[Records from a collection]

- - -

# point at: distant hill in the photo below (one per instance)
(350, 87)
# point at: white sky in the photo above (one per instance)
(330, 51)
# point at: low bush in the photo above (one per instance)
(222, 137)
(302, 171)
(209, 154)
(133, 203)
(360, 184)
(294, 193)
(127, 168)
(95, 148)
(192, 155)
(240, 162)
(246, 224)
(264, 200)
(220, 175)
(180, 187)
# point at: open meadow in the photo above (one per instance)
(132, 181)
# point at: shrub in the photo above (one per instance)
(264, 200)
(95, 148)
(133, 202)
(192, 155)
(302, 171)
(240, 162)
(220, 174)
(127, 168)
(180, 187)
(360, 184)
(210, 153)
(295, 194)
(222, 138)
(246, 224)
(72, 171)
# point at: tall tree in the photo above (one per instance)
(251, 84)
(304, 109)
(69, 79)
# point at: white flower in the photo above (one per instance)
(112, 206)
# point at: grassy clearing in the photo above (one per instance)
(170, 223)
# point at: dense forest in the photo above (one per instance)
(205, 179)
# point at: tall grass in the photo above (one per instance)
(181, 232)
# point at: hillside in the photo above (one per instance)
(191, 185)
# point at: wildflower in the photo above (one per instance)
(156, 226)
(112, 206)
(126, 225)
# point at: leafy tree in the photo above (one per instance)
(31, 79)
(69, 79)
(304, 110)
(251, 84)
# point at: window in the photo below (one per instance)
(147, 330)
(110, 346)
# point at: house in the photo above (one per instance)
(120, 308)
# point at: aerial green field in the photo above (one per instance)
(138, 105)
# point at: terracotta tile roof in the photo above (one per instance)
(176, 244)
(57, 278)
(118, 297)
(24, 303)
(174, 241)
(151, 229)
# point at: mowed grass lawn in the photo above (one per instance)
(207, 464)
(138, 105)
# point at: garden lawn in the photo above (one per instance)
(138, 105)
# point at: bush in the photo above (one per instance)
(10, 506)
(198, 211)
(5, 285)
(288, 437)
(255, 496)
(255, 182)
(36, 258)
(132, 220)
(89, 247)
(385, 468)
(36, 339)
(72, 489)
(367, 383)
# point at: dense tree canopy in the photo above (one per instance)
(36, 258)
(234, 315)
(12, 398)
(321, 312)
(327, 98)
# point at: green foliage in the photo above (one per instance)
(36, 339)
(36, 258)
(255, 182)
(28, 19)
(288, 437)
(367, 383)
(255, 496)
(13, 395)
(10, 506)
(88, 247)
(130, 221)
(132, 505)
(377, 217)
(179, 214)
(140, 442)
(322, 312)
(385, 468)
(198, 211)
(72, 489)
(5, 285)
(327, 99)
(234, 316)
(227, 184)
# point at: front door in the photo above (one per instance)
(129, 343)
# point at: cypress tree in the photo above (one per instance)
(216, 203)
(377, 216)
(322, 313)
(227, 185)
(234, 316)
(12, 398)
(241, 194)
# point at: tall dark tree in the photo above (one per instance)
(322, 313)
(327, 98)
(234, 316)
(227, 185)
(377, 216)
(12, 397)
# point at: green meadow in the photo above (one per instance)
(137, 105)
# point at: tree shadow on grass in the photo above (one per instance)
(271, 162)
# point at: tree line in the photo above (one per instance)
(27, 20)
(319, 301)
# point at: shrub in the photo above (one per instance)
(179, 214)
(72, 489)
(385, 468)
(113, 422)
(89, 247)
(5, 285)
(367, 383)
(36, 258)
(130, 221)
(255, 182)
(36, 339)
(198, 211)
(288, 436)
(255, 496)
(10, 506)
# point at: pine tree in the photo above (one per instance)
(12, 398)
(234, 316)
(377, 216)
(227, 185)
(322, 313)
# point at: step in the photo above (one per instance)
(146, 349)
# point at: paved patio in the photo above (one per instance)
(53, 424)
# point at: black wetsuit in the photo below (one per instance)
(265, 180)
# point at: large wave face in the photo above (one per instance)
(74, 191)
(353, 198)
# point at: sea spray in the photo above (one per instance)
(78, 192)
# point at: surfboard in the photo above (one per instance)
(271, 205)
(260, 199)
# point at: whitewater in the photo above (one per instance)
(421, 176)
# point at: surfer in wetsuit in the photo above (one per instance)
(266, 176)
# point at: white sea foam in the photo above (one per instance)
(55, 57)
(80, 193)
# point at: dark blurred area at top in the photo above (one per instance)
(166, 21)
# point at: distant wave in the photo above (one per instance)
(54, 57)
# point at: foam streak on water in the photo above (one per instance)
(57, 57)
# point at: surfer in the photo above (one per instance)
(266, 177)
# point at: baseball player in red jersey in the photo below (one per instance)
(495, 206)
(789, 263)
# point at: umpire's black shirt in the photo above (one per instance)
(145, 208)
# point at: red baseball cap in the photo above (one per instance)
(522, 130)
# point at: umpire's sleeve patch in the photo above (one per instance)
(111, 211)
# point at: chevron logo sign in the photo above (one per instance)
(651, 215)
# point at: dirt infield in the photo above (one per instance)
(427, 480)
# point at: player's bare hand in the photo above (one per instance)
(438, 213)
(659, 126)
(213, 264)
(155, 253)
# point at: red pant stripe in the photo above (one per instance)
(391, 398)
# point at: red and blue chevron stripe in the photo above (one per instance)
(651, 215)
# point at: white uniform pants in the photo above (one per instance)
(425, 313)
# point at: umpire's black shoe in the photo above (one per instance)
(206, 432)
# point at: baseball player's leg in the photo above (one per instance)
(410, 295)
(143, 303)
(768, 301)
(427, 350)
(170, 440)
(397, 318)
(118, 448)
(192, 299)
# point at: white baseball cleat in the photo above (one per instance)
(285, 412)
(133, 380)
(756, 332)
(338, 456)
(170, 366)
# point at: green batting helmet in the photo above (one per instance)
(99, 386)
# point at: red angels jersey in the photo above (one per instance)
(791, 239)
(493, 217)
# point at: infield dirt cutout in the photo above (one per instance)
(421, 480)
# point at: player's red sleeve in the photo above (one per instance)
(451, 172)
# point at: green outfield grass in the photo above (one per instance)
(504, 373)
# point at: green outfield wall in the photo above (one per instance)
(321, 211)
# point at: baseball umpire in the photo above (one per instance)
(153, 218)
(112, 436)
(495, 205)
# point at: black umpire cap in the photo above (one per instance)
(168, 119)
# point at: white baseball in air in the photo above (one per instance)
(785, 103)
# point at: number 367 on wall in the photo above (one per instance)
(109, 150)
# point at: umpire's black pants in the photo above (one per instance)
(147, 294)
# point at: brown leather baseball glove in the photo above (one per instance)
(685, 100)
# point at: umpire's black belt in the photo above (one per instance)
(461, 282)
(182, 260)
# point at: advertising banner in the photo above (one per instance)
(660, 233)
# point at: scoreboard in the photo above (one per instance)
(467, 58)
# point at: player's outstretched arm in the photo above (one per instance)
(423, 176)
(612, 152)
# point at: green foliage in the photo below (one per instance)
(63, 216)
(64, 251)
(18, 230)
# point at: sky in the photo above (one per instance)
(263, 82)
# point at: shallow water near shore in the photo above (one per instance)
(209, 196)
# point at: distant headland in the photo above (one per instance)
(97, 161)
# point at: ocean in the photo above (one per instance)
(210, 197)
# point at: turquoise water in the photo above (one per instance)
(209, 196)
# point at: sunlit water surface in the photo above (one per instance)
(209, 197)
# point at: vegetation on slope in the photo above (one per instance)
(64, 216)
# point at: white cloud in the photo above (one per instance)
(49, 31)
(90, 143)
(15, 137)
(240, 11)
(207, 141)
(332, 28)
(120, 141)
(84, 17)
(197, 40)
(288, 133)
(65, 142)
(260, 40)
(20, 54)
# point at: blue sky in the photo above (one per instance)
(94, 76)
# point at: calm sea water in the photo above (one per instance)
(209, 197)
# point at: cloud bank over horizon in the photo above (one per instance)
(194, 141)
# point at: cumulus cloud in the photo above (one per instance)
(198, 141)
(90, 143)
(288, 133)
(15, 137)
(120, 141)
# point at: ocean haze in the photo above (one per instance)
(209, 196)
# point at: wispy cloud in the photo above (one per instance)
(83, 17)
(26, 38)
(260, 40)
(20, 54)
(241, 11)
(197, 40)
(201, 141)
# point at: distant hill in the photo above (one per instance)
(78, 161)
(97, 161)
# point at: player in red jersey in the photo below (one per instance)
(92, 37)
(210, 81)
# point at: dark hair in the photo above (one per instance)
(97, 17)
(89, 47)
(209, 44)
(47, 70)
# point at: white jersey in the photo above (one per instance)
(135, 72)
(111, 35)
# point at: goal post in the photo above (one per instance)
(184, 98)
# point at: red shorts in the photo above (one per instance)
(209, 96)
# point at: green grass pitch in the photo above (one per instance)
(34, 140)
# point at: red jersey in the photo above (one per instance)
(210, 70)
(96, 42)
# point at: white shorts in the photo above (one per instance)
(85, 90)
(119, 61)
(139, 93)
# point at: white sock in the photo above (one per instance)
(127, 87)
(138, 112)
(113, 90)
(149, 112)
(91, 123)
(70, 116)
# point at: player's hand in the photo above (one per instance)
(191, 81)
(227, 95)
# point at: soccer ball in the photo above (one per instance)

- - -

▸ Task objective:
Only the lines from the one containing "# point at: white sock" through the end of the entries above should be written out, exactly and in full.

▸ Task output:
# point at: white sock in the photo above (one per instance)
(127, 87)
(138, 112)
(113, 90)
(149, 112)
(91, 123)
(70, 116)
# point at: player's hand in the photo above (one per instance)
(191, 81)
(227, 95)
# point at: soccer ball in the photo above (one per instance)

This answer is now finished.